What you should do
All of the data below is to be returned unaltered.

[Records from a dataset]

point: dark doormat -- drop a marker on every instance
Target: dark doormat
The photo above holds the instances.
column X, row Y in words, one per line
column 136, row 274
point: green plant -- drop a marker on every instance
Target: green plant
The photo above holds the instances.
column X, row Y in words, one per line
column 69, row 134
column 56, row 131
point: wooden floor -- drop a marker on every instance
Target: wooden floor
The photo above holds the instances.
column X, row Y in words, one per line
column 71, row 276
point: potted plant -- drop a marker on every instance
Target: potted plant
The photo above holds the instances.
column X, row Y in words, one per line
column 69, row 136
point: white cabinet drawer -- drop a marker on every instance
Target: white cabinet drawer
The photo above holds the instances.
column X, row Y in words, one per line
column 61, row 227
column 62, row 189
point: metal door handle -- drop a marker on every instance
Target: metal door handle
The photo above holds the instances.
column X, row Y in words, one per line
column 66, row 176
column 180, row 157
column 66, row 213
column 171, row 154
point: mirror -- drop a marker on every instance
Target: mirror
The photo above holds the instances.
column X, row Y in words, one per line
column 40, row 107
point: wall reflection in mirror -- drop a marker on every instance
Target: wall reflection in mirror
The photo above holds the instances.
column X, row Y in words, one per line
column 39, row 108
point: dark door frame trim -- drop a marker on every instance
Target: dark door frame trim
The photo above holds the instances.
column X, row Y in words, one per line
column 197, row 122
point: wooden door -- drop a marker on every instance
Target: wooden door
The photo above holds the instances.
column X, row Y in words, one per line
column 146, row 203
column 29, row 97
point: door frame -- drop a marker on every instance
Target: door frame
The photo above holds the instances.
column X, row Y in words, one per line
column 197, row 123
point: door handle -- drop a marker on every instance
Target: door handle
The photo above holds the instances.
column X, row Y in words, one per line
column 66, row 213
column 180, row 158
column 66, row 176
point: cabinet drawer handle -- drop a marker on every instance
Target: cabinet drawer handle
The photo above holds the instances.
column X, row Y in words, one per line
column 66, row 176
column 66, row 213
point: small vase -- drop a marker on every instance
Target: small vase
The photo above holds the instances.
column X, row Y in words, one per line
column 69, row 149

Response for this exercise
point: dark doormat -- drop a marker on every instance
Target: dark doormat
The photo above holds the instances.
column X, row Y in words, one per line
column 136, row 274
point: green plant -- drop a marker on every instance
Target: green plant
The photo above holds the instances.
column X, row Y in words, one per line
column 69, row 134
column 56, row 131
point: wooden floor -- drop a marker on every instance
Target: wooden floor
The photo above holds the instances.
column X, row Y in words, one per line
column 71, row 276
point: potted plant -- drop a marker on every instance
Target: potted plant
The photo above holds the instances.
column X, row Y in words, one per line
column 69, row 136
point: white cabinet drawer -- drop a marker on every instance
Target: white cabinet drawer
The photo above holds the instances.
column X, row Y in words, one per line
column 61, row 227
column 62, row 189
point: metal door handle -- drop a marker on every instance
Target: metal door handle
The photo above holds the instances.
column X, row Y in words, one per line
column 66, row 176
column 180, row 157
column 66, row 213
column 171, row 154
point: mirror -- drop a marker on every instance
Target: mirror
The photo above holds the instances.
column X, row Y in words, one per line
column 40, row 107
point: wall reflection in mirror -- drop a marker on every instance
Target: wall reflection in mirror
The photo above holds the instances.
column X, row Y in words, one per line
column 39, row 108
point: dark door frame trim -- drop a marker on every instance
Target: dark door frame trim
The photo above holds the instances.
column X, row Y in words, one per line
column 197, row 122
point: wooden door -- drop a marker on every instance
Target: wooden door
The photo above holds the instances.
column X, row Y in words, one per line
column 146, row 203
column 29, row 97
point: door frame -- drop a marker on every instance
Target: door frame
The photo above holds the instances.
column X, row Y in words, one per line
column 197, row 123
point: door handle -- drop a marker on every instance
Target: door handle
The photo above holds the instances.
column X, row Y in words, one per line
column 66, row 213
column 180, row 158
column 66, row 176
point: cabinet drawer handle -- drop a marker on every instance
Target: cabinet drawer handle
The photo above holds the instances.
column X, row Y in words, one per line
column 66, row 176
column 66, row 213
point: small vase -- drop a marker on every instance
Target: small vase
The photo above holds the instances.
column X, row Y in words, one per line
column 69, row 149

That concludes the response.